What is needed:
Copy the following material word for word, reproducing every line in the same order.

--- Begin Records for this task ---

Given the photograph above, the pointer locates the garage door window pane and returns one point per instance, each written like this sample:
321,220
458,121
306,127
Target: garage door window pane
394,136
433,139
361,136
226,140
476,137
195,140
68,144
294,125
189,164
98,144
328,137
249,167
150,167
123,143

--- End Records for this task ---

Solution:
Given the photograph above, the pointer locates the garage door window pane and returns one point per instance, each written like this sample:
321,220
458,121
306,127
Target: garage door window pane
394,136
433,139
361,136
226,140
476,137
195,140
68,144
294,125
189,164
98,144
328,137
249,167
150,167
123,143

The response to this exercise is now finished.